▸ What the task requires
Render the portion of the material below that opens with the line containing "Locate the house" and closes at the end of the material as a two-column CSV headed instruction and markers. Give one row for each instruction with its answer, and put each value in a single quoted field with line breaks replaced by spaces.

▸ Excerpted records

• • • • •

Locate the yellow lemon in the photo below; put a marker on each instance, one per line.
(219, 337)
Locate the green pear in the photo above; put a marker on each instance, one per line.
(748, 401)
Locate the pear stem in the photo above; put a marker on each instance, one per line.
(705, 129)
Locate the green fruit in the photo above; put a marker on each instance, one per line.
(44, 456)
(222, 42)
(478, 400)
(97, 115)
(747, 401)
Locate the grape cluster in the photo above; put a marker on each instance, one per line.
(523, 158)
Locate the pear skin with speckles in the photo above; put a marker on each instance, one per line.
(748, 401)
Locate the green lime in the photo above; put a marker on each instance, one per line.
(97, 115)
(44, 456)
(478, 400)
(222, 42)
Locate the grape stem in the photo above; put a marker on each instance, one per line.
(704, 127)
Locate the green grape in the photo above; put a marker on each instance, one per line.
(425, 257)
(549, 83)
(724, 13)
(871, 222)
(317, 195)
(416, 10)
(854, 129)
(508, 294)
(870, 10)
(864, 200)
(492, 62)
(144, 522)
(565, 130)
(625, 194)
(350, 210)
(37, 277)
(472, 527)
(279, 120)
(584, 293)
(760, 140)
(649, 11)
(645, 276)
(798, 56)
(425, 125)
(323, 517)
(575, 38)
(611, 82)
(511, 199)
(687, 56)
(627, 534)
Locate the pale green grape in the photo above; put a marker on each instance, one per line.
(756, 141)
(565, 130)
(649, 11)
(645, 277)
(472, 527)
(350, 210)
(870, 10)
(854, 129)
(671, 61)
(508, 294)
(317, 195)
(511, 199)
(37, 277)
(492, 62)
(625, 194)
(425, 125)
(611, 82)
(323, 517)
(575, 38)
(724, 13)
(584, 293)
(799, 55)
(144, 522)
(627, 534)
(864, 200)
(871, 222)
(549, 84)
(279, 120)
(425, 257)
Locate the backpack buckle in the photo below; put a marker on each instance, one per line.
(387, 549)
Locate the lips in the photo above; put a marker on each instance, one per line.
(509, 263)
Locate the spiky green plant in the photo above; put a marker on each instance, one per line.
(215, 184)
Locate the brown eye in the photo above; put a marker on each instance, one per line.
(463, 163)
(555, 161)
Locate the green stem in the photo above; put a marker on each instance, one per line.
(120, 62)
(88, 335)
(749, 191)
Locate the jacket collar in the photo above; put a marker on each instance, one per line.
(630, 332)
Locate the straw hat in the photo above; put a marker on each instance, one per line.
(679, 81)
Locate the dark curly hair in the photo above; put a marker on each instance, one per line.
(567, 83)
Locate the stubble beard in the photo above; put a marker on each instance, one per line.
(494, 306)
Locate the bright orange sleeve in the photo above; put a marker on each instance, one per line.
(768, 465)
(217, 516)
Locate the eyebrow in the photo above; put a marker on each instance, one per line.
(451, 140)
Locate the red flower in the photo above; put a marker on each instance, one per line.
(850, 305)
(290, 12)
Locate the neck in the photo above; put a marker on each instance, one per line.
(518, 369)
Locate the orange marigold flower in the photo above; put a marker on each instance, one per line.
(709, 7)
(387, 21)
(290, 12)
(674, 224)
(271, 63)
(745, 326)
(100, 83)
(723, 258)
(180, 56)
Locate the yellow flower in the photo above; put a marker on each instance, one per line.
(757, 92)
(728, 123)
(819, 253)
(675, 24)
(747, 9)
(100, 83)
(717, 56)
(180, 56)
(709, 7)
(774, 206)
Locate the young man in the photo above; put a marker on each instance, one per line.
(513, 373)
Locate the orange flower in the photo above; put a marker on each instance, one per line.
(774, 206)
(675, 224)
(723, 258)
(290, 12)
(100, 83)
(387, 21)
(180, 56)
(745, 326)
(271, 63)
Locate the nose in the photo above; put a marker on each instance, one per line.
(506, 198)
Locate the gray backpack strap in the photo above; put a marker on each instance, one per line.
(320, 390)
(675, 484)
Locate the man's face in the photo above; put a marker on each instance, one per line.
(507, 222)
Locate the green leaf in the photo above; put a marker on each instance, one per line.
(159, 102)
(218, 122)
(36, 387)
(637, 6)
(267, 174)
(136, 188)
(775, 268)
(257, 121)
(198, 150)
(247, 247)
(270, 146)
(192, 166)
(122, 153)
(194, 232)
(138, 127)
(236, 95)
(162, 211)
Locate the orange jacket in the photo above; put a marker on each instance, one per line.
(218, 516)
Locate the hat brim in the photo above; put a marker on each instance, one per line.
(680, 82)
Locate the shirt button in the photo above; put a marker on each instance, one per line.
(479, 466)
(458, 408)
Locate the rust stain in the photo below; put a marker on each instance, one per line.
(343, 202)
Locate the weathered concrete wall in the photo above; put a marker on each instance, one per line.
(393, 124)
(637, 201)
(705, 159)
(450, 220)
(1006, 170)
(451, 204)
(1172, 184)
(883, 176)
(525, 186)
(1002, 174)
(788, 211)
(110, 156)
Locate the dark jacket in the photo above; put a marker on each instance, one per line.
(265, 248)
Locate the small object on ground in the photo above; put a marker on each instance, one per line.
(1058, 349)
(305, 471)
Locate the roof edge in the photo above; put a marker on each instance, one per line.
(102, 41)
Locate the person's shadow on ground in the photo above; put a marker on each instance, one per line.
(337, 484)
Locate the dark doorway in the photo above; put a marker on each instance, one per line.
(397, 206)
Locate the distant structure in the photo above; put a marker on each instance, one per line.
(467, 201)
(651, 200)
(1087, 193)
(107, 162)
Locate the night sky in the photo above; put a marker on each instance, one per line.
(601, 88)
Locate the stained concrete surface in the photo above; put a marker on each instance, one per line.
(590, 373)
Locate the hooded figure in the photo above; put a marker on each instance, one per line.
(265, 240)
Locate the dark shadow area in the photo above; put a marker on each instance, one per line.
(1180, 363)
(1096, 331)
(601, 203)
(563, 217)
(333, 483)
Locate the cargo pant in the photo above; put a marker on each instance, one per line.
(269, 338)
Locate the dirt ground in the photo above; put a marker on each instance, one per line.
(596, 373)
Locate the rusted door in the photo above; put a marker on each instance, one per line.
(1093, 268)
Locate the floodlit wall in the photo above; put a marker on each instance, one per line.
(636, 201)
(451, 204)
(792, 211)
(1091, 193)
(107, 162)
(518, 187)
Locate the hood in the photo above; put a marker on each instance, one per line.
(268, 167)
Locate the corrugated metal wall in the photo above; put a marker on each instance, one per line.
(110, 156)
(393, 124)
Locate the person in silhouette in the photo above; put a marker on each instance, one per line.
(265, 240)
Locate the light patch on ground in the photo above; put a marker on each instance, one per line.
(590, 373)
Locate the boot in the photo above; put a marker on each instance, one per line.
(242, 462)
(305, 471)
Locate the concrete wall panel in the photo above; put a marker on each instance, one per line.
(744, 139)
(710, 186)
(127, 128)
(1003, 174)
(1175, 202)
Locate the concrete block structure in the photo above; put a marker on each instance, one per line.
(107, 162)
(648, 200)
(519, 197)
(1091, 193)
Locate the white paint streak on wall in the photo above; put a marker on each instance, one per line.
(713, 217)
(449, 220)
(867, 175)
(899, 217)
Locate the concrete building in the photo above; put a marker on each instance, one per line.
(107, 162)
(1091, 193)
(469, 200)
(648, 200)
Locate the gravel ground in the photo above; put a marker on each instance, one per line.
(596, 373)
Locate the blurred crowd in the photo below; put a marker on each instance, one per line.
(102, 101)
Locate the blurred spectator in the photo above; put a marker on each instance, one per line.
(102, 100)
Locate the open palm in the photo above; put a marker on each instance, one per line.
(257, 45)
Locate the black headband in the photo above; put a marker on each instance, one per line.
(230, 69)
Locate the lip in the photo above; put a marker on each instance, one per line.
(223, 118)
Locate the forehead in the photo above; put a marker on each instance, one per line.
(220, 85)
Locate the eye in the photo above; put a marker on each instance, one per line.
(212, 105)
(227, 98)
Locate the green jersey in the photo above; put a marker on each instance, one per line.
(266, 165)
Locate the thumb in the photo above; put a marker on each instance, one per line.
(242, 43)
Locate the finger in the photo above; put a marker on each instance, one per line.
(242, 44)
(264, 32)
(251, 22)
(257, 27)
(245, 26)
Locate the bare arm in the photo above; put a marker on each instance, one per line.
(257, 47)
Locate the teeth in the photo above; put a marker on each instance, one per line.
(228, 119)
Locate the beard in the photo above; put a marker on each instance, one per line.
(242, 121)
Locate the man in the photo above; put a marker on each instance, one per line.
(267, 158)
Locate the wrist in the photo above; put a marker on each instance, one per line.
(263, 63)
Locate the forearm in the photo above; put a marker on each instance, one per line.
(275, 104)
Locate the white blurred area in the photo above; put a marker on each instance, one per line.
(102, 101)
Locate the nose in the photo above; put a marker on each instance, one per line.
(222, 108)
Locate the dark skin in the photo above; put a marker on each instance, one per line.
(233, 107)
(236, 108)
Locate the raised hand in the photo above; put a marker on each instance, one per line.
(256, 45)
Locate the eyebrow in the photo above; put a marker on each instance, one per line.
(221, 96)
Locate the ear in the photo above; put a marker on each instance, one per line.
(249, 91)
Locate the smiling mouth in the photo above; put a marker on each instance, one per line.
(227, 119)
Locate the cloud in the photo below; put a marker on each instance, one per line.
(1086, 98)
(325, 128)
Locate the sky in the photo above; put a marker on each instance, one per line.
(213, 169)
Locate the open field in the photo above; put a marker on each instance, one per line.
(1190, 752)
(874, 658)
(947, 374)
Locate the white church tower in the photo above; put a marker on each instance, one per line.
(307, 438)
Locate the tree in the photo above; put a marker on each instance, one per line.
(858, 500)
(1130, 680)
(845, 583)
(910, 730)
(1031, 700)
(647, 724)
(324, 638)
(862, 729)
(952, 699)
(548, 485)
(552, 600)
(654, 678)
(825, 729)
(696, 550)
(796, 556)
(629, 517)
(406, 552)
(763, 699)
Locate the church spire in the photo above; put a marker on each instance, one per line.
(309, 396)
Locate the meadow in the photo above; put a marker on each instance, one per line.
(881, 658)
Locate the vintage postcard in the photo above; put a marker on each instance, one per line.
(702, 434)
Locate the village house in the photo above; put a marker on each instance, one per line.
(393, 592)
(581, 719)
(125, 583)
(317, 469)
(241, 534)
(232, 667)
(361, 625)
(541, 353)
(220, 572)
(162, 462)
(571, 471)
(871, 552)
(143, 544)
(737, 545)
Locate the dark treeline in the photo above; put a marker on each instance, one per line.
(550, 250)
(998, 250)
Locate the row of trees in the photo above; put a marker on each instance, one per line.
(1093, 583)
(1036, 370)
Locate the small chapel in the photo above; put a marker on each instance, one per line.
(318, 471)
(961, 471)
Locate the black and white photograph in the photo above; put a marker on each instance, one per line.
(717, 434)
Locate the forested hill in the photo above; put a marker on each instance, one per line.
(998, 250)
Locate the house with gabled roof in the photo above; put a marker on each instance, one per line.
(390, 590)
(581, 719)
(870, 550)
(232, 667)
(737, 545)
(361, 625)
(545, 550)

• • • • •

▸ Output below
instruction,markers
"Locate the house with gabled roof in the photo above; put a marker on each instance, one per line.","(390, 590) (581, 719) (870, 550) (232, 667) (737, 545) (361, 625) (545, 550)"